» **PROBLEM DESCRIPTION**:
Rewrite the items below with "Coords" swapped for "Points" wherever it occurs, keeping every other character the same.

» **INFORMATION SHOWN**:
[BEGIN]

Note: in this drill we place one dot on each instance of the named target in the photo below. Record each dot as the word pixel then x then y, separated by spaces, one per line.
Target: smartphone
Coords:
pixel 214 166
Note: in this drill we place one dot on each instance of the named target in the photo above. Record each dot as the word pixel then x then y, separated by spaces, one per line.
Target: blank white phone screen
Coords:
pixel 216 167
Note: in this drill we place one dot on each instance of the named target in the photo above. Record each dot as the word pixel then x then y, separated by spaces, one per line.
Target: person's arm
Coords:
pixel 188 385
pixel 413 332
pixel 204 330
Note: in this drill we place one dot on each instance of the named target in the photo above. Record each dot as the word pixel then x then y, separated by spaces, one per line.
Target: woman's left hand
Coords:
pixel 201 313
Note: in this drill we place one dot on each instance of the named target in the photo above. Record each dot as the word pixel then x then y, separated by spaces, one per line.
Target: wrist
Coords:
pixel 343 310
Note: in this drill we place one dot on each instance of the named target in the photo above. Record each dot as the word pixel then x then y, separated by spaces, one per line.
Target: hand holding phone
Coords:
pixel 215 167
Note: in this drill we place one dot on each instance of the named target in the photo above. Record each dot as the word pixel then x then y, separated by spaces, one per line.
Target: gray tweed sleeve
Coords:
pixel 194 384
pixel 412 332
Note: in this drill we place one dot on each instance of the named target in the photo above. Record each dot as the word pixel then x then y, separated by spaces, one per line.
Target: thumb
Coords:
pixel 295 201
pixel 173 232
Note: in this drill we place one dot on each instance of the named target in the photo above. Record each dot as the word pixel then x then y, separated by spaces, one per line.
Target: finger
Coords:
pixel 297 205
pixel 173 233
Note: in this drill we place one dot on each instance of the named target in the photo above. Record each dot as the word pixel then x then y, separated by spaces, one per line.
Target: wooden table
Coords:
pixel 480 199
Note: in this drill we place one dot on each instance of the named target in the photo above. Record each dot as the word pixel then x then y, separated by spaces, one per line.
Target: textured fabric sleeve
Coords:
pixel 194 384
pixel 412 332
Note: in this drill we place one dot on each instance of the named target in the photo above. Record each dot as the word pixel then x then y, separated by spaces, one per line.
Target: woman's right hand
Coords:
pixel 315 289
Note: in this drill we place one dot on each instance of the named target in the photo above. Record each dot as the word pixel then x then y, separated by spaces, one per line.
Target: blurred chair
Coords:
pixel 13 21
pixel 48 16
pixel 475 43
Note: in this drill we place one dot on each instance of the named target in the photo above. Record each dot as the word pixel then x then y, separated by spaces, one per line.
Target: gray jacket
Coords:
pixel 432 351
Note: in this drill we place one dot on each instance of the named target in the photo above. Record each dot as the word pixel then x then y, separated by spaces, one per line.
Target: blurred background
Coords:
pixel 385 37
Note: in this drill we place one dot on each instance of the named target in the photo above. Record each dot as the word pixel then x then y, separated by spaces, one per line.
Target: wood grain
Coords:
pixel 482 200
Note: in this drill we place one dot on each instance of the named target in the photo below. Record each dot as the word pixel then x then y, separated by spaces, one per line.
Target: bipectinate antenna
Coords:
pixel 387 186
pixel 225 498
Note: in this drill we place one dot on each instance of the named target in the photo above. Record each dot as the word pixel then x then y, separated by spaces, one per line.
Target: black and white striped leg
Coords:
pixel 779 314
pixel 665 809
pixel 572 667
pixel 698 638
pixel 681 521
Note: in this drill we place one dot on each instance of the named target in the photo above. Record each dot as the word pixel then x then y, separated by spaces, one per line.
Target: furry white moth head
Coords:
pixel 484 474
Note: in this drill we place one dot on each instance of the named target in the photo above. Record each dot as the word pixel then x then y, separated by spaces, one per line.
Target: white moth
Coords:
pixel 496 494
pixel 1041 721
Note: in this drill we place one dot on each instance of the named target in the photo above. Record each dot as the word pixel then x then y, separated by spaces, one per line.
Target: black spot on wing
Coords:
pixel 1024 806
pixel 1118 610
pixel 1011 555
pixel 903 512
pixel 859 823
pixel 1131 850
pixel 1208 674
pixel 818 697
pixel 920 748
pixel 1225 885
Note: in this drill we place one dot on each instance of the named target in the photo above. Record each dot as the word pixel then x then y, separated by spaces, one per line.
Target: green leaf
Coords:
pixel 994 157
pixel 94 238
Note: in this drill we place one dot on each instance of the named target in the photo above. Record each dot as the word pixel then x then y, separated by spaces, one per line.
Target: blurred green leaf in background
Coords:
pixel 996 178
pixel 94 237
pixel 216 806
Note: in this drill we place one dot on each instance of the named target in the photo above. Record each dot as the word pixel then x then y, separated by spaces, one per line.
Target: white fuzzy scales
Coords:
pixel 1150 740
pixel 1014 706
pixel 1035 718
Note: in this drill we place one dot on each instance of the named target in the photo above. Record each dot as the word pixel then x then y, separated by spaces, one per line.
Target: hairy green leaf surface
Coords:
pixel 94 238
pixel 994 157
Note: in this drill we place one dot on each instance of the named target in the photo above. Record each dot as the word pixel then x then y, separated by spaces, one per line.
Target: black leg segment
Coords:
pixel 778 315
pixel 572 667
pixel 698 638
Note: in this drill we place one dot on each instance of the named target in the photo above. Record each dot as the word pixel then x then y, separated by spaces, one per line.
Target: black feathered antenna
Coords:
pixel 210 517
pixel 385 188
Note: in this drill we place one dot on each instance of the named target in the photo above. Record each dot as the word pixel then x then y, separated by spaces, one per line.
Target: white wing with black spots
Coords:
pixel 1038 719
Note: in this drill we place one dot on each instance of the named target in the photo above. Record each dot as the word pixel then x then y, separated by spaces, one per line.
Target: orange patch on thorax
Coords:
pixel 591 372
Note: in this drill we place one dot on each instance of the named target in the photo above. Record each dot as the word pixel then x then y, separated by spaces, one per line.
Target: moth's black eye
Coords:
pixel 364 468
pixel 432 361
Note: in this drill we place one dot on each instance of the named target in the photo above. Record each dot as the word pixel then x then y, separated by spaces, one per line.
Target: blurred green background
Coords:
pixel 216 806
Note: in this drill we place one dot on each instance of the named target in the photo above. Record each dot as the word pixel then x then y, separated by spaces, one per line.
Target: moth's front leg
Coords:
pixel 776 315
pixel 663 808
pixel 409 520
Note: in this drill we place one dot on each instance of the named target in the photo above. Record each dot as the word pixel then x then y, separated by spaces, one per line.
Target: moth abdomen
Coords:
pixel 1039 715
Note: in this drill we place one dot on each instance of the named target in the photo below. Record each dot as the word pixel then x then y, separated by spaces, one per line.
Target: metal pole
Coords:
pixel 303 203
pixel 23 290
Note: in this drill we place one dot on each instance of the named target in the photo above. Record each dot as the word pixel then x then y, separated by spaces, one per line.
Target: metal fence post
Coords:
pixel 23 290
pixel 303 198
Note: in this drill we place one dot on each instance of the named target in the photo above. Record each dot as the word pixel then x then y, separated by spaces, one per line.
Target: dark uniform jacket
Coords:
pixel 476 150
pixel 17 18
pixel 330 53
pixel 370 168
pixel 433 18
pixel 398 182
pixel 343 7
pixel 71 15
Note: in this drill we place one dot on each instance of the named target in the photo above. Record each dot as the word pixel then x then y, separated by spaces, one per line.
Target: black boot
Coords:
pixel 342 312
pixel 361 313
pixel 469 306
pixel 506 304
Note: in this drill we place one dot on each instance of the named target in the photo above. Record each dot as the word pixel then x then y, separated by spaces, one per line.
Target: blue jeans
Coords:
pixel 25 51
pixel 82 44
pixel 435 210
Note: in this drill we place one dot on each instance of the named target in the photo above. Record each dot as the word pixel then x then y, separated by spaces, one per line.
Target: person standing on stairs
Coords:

[END]

» **OUTPUT OF THE TASK**:
Note: in this drill we place one dot on each instance of the named target in the photo below. Record each dot as the word pixel then x then y, separated by spaces, one per line.
Target: smartphone
Points:
pixel 214 166
Note: in this drill we place one dot on each instance of the named target in the photo above. Record each dot as the word pixel then x then y, separated by spaces, one per line.
Target: blank white phone screen
Points:
pixel 216 167
Note: in this drill we place one dot on each instance of the named target in the photo above. Record each dot as the word pixel then x then y, separated by spaces, one per line.
Target: person's arm
Points:
pixel 188 385
pixel 413 332
pixel 204 330
Note: in this drill we place one dot on each instance of the named target in the photo above. Record each dot as the word pixel then x then y, separated by spaces, one per line.
Target: woman's left hand
Points:
pixel 201 313
Note: in this drill we place one dot on each instance of the named target in the photo above. Record each dot as the word pixel then x then y, separated by spaces, one per line.
Target: wrist
Points:
pixel 343 310
Note: in this drill we place one dot on each instance of the named target in the photo above. Record each dot as the word pixel then x then y, separated by spaces, one per line.
Target: hand holding phone
Points:
pixel 215 167
Note: in this drill we place one dot on each instance of the named target in the photo above. Record each dot as the word pixel then x then y, separated by spaces, one per line.
Target: gray tweed sleeve
Points:
pixel 194 384
pixel 412 332
Note: in this drill we place one dot on each instance of the named target in the photo above. Record each dot as the word pixel then x then y, separated by spaces, one per line.
Target: thumb
Points:
pixel 295 201
pixel 173 232
Note: in this drill we place one dot on each instance of the named target in the photo above. Record each dot as the word pixel then x then y, separated by spaces, one per line.
Target: finger
Points:
pixel 297 205
pixel 173 233
Note: in this drill we place one dot on each instance of the named target in the photo above. Record each dot as the word pixel then x then y, separated by spaces, one per line.
Target: wooden table
Points:
pixel 480 199
Note: in this drill we place one dot on each instance of the named target in the photo above. Record each dot as the word pixel then x then y, separated by spaces, one per line.
Target: textured fabric sleeve
Points:
pixel 194 384
pixel 412 332
Note: in this drill we place one dot on each instance of the named target in the photo above. Record each dot as the word pixel then x then y, separated by spaces, one per line.
Target: woman's right hand
Points:
pixel 315 289
Note: in this drill we place one dot on each instance of the named target in the photo above. Record each dot as the word pixel then x then y, separated by spaces, one per line.
Target: blurred chair
Points:
pixel 13 21
pixel 48 16
pixel 475 43
Note: in this drill we place one dot on each instance of the named target in the photo above. Record each dot as the word pixel then x then y, separated by spaces, one per line.
Target: gray jacket
Points:
pixel 432 351
Note: in this drill we place one dot on each instance of the named target in the photo above. Record each dot as the word pixel then x then y, separated by spaces, one per line.
Target: blurred background
Points:
pixel 385 37
Note: in this drill we place one dot on each instance of the named target in the photo above. Record each dot as the word pixel then x then y, separated by spaces, one per line.
Target: wood grain
Points:
pixel 482 200
Note: in this drill we place one dot on each instance of the named target in the photo below. Record each dot as the word pixel then x then y, separated by spaces, one per line.
Target: bipectinate antenna
Points:
pixel 387 186
pixel 225 498
Note: in this drill we place one dot on each instance of the named target in the photo above. Record each dot as the word pixel then x then y, separated by spaces, one per line.
Target: black and white striped leg
Points:
pixel 779 314
pixel 665 809
pixel 572 667
pixel 698 638
pixel 681 521
Note: in this drill we place one dot on each instance of the named target in the photo above. Record each dot as the word pixel then x then y, separated by spaces, one per line.
Target: furry white moth head
Points:
pixel 484 474
Note: in this drill we place one dot on each instance of the named target in the photo above. Record each dot as the word pixel then x then y, separated by spaces, one per line.
Target: white moth
Points:
pixel 496 494
pixel 1041 721
Note: in this drill we place one dot on each instance of the named target in the photo above. Record each dot as the word pixel then x then y, separated by spaces, one per line.
Target: black spot on wing
Points:
pixel 1024 806
pixel 1118 610
pixel 1011 555
pixel 903 512
pixel 859 823
pixel 1131 850
pixel 1208 674
pixel 818 697
pixel 920 748
pixel 1225 885
Note: in this drill we place one dot on each instance of the named target in the photo above. Record each dot as the word pixel then x then y, separated by spaces, one per line.
Target: green leaf
Points:
pixel 994 157
pixel 94 238
Note: in this drill we place one dot on each instance of the named target in the photo above. Record each dot as the word pixel then x then y, separated by spaces, one per line.
Target: blurred green leaf in background
Points:
pixel 996 178
pixel 94 237
pixel 216 806
Note: in this drill we place one dot on each instance of the named target in the photo above. Record each dot as the word pixel then x then y, separated by spaces, one per line.
Target: white fuzzy scales
Points:
pixel 1150 740
pixel 1014 706
pixel 1035 718
Note: in this drill we place one dot on each instance of the named target in the photo above. Record each dot as the word pixel then x then y, separated by spaces, one per line.
Target: hairy green leaf surface
Points:
pixel 94 238
pixel 994 157
Note: in this drill we place one dot on each instance of the named target in the photo above. Record each dot as the word pixel then x then y, separated by spaces, one per line.
Target: black leg segment
Points:
pixel 778 315
pixel 572 667
pixel 698 638
Note: in this drill we place one dot on each instance of the named target in the photo above. Record each dot as the word pixel then x then y, separated by spaces, one per line.
Target: black feathered antenna
Points:
pixel 210 517
pixel 385 188
Note: in this drill we place one dot on each instance of the named target in the photo above. Record each dot as the word pixel then x then y, separated by spaces, one per line.
Target: white wing with black spots
Points:
pixel 1038 719
Note: in this drill we place one dot on each instance of the named target in the photo above. Record each dot as the word pixel then x then y, separated by spaces, one per line.
Target: orange patch on thorax
Points:
pixel 591 372
Note: in this drill we place one dot on each instance of the named target in the photo above. Record each dot as the word pixel then x then y, separated by spaces, one per line.
Target: moth's black eye
Points:
pixel 364 468
pixel 432 361
Note: in this drill we place one dot on each instance of the named target in the photo above. Record each dot as the word pixel then x then y, separated by spaces, one per line.
Target: blurred green background
Points:
pixel 216 806
Note: in this drill we place one dot on each instance of the named target in the photo above. Record each dot as the word pixel then x then y, separated by spaces, one per line.
Target: moth's front leg
Points:
pixel 776 315
pixel 663 808
pixel 409 520
Note: in this drill we place one dot on each instance of the named target in the photo above. Record each dot as the word pixel then x then y, separated by spaces, one per line.
Target: moth abdomen
Points:
pixel 1039 715
Note: in this drill we place one dot on each instance of the named target in the photo below. Record each dot as the word pixel then x then y, separated by spaces, one per line.
Target: metal pole
Points:
pixel 303 203
pixel 23 290
Note: in this drill we place one dot on each instance of the named target in the photo above. Record each dot as the word pixel then x then y, separated by spaces, one per line.
Target: metal fence post
Points:
pixel 23 290
pixel 303 198
Note: in this drill we place one dot on each instance of the named target in the photo above. Record each dot as the word pixel then x then y, separated by spaces, one per line.
Target: dark uniform jacket
Points:
pixel 476 150
pixel 17 18
pixel 330 53
pixel 370 168
pixel 433 18
pixel 398 182
pixel 343 7
pixel 71 15
Note: in this drill we place one dot on each instance of the named target in the photo above. Record each dot as the word pixel then x then y, separated by spaces, one per line.
Target: black boot
Points:
pixel 342 312
pixel 361 313
pixel 469 306
pixel 506 304
Note: in this drill we place one dot on each instance of the named target in the photo above. Record each dot as the word pixel then x then y, separated by spaces, one per line.
Target: blue jeans
Points:
pixel 25 51
pixel 82 44
pixel 435 210
Note: in this drill we place one dot on each instance of the named target in the photo above. Record each dot as the word pixel then x then y, separated by spaces, one per line.
Target: person standing on stairs
Points:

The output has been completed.